The key point is the following intermediate result:

Lemma 2

For every \(\rho \) and \(\rho _{\mathrm {\star }}\le \parallel {\varvec{\xi }} \parallel < q\), we have

$$\begin{aligned} \beta _{\rho }\frac{q-\Vert {\varvec{\xi }}\Vert }{q}\in \left[ 0, \dfrac{q-\rho }{q}\right] . \end{aligned}$$

(76)

Consequently and for all \(0<\rho <q\), this ratio belongs to \(]0,1[\).

Then the fraction \(\dfrac{1}{1-\beta _{\rho }\frac{q-\Vert {\varvec{\xi }}\Vert }{q}}\) can be developed as a power series, which entails

$$\begin{aligned} \left( {\varvec{J}}_{\rho }^{-2}\right) j_{\rho }&= \left( 1 + \dfrac{\alpha _{\rho }}{\beta _{\rho }\Vert {\varvec{\xi }}\Vert }\right) {\varvec{I}}- 2\dfrac{\alpha _{\rho }}{\beta _{\rho }\Vert {\varvec{\xi }}\Vert }{\varvec{G}}_{{\varvec{u}}({\varvec{\xi }})} \nonumber \\&\quad + \left( \sum \limits _{m=0}^{n_{\mathrm {t}}}\left( \frac{\beta _{\rho }}{q}\right) ^m\cdot \left( q-\Vert {\varvec{\xi }}\Vert \right) ^m\right) (1-\beta _{\rho })\dfrac{\alpha _{\rho }}{\beta _{\rho }\Vert {\varvec{\xi }}\Vert }\cdot {\varvec{G}}_{{\varvec{u}}({\varvec{\xi }})} + {\mathcal {R}}_{n_{\mathrm {t}}}\left( \rho , {\varvec{\xi }}\right) (1-\beta _{\rho })\dfrac{\alpha _{\rho }}{\beta _{\rho }\Vert {\varvec{\xi }}\Vert }\cdot {\varvec{G}}_{{\varvec{u}}({\varvec{\xi }})}, \nonumber \\ \end{aligned}$$

(77)

where \({\mathcal {R}}_{n_{\mathrm {t}}}\left( \rho , {\varvec{\xi }}\right) \) is the announced residual of order \(n_{\mathrm {t}}\). The latter vanishes when \(n_{\mathrm {t}}\rightarrow +\infty \) according to Lemma 2, and in practical cases the convergence is very fast (we use \(n_{\mathrm {t}}\le 3\) for all numerical applications in this work). To fully establish the affine separation of \({\varvec{\xi }}\) and \(\rho \) we write:

$$\begin{aligned} \sum \limits _{m=0}^{n_{\mathrm {t}}}\left( \frac{\beta _{\rho }}{q}\right) ^m\cdot \left( q-\Vert {\varvec{\xi }}\Vert \right) ^m= \sum \limits _{m=0}^{n_{\mathrm {t}}}\beta _{\rho }^m\left( 1-\frac{\Vert {\varvec{\xi }}\Vert }{q}\right) ^m= \sum \limits _{m=0}^{n_{\mathrm {t}}}\sum \limits _{l=0}^m\beta _{\rho }^m\,C_m^l(-1)^l\dfrac{\Vert {\varvec{\xi }}\Vert ^l}{q^l}= \sum \limits _{l=0}^{n_{\mathrm {t}}}\sum \limits _{m=l}^{n_{\mathrm {t}}}\beta _{\rho }^m\,C_m^l(-1)^l\dfrac{\Vert {\varvec{\xi }}\Vert ^l}{q^l}. \end{aligned}$$

(78)

-*-*-

[Task requirements] Please rewrite the lemma passage, starting at "For every \(\rho" and ending at "belongs to \(]0,1[\).", replacing "ratio" with "quantity". This listing has nothing to do with the lemma passage.

(Records gathered for a data collection)
-*-*-

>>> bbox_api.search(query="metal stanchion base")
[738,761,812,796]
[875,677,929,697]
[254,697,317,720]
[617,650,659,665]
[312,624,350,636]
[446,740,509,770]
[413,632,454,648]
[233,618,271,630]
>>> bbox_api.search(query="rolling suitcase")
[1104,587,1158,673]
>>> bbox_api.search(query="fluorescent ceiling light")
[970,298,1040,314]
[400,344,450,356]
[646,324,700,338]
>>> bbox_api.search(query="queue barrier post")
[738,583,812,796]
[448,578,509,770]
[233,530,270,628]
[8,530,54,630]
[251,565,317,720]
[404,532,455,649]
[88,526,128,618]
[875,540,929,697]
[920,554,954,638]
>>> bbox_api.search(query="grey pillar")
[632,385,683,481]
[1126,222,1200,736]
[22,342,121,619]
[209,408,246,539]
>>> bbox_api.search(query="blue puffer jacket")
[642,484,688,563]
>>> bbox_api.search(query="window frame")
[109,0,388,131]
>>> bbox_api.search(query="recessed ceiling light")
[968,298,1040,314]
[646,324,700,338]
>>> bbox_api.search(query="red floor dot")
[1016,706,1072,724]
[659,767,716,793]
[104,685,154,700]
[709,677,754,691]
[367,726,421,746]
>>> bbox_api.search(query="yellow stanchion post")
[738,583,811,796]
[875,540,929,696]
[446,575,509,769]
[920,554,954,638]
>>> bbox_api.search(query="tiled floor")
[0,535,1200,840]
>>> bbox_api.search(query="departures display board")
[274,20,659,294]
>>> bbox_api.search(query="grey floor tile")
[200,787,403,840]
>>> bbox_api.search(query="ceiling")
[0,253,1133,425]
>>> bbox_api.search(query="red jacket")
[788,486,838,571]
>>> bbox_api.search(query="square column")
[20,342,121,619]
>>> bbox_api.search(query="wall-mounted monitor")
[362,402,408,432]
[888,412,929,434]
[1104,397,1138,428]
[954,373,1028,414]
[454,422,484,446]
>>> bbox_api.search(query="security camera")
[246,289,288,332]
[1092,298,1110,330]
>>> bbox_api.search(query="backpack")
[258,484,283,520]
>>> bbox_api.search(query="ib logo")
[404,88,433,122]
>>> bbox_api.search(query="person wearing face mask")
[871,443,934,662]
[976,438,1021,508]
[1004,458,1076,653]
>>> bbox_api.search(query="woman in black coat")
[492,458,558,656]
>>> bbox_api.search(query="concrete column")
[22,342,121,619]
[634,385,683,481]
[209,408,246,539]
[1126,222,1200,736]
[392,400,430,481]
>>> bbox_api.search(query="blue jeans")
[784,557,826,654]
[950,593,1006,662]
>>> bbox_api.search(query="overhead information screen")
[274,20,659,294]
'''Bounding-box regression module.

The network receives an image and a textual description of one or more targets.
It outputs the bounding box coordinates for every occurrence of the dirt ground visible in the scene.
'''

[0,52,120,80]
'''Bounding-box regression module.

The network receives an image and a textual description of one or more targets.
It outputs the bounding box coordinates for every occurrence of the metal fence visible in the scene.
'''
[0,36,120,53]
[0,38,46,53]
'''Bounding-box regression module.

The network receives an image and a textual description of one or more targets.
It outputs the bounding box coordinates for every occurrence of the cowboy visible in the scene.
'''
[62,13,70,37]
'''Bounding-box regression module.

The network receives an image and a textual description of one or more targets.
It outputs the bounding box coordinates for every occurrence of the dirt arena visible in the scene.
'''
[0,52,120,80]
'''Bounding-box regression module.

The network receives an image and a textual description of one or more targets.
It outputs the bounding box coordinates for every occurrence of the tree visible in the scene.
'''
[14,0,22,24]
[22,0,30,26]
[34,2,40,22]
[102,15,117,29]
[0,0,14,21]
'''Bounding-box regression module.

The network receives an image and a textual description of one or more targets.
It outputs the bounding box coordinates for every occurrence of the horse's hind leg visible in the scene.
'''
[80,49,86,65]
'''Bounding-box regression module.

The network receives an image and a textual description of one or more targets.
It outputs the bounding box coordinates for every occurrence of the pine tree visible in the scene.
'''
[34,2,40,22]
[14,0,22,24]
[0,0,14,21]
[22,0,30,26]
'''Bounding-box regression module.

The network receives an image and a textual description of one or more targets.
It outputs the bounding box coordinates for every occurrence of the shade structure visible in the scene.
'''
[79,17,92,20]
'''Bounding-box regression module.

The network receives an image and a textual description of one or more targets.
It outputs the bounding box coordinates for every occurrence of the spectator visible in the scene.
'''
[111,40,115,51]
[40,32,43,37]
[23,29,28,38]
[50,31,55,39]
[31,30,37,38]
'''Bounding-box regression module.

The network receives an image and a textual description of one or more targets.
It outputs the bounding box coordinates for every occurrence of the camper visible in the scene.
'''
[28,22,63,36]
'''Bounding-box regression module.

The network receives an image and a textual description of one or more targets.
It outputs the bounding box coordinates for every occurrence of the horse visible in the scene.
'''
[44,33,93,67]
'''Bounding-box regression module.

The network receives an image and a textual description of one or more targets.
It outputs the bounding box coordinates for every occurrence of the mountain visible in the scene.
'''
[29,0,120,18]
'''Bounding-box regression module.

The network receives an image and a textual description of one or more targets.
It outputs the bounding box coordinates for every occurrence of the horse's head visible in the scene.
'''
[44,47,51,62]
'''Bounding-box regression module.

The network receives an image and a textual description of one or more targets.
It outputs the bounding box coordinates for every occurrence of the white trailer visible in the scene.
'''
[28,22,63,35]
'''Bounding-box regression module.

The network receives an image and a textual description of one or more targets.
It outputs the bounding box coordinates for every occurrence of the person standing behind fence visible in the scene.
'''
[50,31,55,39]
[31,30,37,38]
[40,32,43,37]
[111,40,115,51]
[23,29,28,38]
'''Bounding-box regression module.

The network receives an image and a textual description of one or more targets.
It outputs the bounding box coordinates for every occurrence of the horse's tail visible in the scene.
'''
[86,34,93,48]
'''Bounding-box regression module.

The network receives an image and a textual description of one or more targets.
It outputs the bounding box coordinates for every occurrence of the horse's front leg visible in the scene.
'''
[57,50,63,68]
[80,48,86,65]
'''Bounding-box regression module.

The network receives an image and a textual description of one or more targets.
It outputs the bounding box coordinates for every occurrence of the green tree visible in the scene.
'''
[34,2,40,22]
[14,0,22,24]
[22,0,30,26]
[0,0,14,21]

-*-*-

[Task response]
For every \(\rho \) and \(\rho _{\mathrm {\star }}\le \parallel {\varvec{\xi }} \parallel < q\), we have

$$\begin{aligned} \beta _{\rho }\frac{q-\Vert {\varvec{\xi }}\Vert }{q}\in \left[ 0, \dfrac{q-\rho }{q}\right] . \end{aligned}$$

(76)

Consequently and for all \(0<\rho <q\), this quantity belongs to \(]0,1[\).